EXERCISE DETAILS | Can you lay out the stretch of data below that opens with the line containing "Expected behaviour: for every instance of the power" and closes with the line containing "x=503 y=372" as a numbered list, with both of those lines included and any blank lines dropped?

DATA SECTION |
◇ ◇ ◇ ◇ ◇ ◇ ◇

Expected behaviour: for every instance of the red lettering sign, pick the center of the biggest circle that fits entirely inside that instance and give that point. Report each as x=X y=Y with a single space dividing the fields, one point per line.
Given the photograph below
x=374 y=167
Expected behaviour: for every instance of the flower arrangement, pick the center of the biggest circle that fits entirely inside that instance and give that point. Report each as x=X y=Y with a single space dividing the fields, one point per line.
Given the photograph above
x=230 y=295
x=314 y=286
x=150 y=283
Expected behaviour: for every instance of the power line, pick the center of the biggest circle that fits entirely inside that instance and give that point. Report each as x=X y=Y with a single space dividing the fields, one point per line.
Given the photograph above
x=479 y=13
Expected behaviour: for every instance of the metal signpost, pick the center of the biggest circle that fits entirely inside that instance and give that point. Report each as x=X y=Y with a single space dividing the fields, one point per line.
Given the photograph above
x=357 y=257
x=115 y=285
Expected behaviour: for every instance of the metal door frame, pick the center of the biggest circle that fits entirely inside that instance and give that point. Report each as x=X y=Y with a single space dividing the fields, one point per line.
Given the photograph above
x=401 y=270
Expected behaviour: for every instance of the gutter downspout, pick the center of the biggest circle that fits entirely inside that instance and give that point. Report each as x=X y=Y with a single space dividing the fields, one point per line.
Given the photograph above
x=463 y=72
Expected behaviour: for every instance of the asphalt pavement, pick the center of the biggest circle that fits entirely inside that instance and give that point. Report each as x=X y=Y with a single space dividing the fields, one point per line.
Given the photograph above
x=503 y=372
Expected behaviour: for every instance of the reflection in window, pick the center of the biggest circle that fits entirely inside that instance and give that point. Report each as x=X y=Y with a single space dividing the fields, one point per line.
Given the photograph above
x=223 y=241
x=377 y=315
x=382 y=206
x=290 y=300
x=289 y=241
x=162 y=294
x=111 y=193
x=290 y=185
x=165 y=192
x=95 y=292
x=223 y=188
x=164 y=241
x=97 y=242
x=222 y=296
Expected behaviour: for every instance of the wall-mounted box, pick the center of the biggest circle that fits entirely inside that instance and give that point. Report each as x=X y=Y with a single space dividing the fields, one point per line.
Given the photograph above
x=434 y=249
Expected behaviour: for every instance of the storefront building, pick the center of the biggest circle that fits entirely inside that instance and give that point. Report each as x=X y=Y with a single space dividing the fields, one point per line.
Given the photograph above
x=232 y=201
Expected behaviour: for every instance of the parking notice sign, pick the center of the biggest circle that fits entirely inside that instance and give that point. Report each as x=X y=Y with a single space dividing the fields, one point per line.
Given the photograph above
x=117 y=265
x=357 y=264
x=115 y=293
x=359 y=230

◇ ◇ ◇ ◇ ◇ ◇ ◇

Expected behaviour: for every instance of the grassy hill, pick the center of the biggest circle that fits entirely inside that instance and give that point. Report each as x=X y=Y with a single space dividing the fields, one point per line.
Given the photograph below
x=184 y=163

◇ ◇ ◇ ◇ ◇ ◇ ◇

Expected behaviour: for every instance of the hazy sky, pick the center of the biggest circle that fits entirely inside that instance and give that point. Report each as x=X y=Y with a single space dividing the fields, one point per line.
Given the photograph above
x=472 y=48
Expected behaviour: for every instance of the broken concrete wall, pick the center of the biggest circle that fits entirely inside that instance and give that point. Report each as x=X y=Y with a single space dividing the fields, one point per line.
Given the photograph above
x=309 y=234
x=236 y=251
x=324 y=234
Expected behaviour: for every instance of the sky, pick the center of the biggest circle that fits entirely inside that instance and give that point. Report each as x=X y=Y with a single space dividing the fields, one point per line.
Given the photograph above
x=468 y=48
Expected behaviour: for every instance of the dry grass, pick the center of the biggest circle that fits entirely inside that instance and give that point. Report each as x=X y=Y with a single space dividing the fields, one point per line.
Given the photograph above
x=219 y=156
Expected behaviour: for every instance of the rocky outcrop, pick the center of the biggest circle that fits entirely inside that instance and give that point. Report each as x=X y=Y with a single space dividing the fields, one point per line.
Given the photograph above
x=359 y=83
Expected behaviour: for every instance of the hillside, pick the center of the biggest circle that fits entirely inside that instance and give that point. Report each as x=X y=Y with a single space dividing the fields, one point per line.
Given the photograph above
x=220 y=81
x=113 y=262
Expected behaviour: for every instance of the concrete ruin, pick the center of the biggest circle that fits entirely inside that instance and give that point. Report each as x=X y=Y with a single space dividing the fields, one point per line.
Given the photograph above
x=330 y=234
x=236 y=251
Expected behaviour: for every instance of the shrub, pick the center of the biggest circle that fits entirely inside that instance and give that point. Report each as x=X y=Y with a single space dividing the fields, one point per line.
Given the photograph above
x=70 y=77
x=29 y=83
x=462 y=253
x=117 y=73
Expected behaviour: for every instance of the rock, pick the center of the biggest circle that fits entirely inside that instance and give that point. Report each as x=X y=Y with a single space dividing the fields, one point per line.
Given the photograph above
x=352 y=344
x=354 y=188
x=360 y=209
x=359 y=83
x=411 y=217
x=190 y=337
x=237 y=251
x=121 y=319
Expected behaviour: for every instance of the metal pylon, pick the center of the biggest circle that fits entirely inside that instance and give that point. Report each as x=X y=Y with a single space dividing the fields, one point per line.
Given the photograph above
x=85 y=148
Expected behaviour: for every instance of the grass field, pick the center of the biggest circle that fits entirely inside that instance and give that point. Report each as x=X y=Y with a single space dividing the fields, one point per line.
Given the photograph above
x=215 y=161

◇ ◇ ◇ ◇ ◇ ◇ ◇

OUTPUT OF THE TASK |
1. Expected behaviour: for every instance of the power line, pick the center of the biggest circle that fits entirely inside that instance and give that point. Report each as x=X y=Y with a single space dividing the fields, one point per line.
2. Given the photograph above
3. x=479 y=13
4. Expected behaviour: for every instance of the metal signpost, pick the center of the biggest circle that fits entirely inside that instance and give that point. Report each as x=X y=Y with a single space dividing the fields, one point per line.
5. Given the photograph above
6. x=357 y=257
7. x=115 y=285
8. Expected behaviour: for every instance of the metal door frame, pick the center of the biggest circle that fits entirely inside that instance and give that point. Report each as x=X y=Y with a single space dividing the fields, one point per line.
9. Given the photograph above
10. x=401 y=270
11. Expected behaviour: for every instance of the gutter downspout, pick the center of the biggest circle that fits entirely inside that instance and give that point. Report each as x=X y=Y with a single space dividing the fields, one point per line.
12. Given the photograph above
13. x=463 y=72
14. Expected behaviour: for every instance of the asphalt pavement, pick the center of the biggest circle that fits entirely inside that instance and give that point. Report each as x=X y=Y with a single space dividing the fields, one point per line.
15. Given the photograph above
16. x=503 y=372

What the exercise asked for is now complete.